What the task requires :: From the line that contains "Task: deliver the" through the line that contains "negative clicks: (908, 1437) (992, 1446)", output every line of the listing below exactly and leave out all the rest.

Task input ::
•••

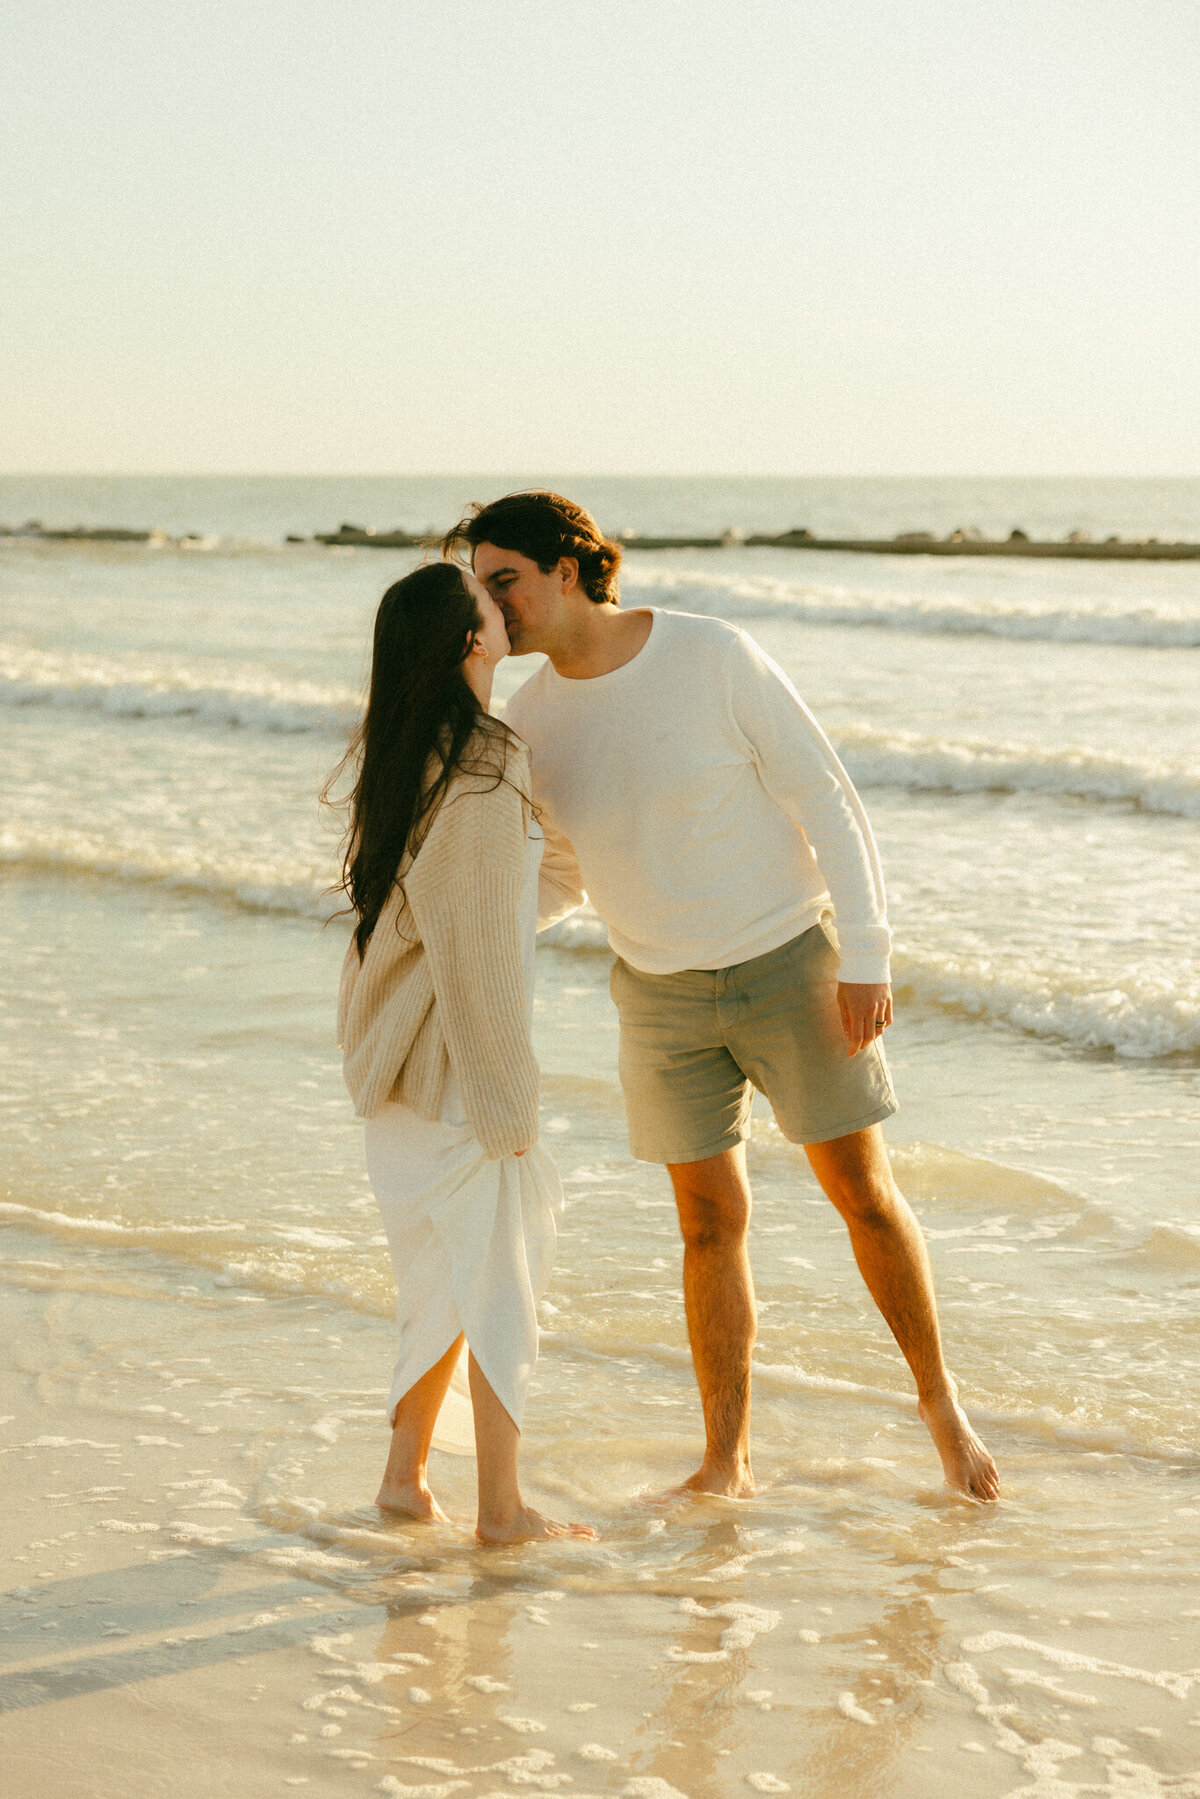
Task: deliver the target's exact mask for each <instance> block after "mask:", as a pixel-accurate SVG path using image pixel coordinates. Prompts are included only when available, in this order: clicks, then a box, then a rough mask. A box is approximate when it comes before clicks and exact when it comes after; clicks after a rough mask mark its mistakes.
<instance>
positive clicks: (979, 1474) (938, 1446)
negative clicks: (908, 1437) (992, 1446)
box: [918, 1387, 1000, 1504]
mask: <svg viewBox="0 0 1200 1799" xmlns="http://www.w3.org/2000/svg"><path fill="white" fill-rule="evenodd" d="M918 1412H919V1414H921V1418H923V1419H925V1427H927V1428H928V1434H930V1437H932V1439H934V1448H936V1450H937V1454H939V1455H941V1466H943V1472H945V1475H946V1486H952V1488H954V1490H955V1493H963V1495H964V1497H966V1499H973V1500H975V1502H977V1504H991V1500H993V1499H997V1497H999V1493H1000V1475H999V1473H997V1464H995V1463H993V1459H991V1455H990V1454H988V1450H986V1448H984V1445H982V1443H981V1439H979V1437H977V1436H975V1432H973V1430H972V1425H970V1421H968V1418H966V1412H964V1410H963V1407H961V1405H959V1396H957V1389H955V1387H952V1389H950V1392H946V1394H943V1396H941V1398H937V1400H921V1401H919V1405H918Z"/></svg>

•••

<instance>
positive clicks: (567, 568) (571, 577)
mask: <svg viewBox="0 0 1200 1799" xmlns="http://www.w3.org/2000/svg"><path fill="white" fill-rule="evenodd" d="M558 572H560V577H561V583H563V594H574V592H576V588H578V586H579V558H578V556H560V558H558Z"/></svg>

•••

Solution to this problem ::
Task: deliver the target's exact mask for each <instance> block after "mask:", as a pixel-accurate SVG path using image pixel coordinates. Prompts are included only when available, in this order: clicks, then a box, then a rough mask. A box is approximate when it comes before clicks and exact when it comes after; clicks after a rough mask mark its mistakes.
<instance>
positive clicks: (979, 1474) (938, 1446)
negative clicks: (908, 1437) (992, 1446)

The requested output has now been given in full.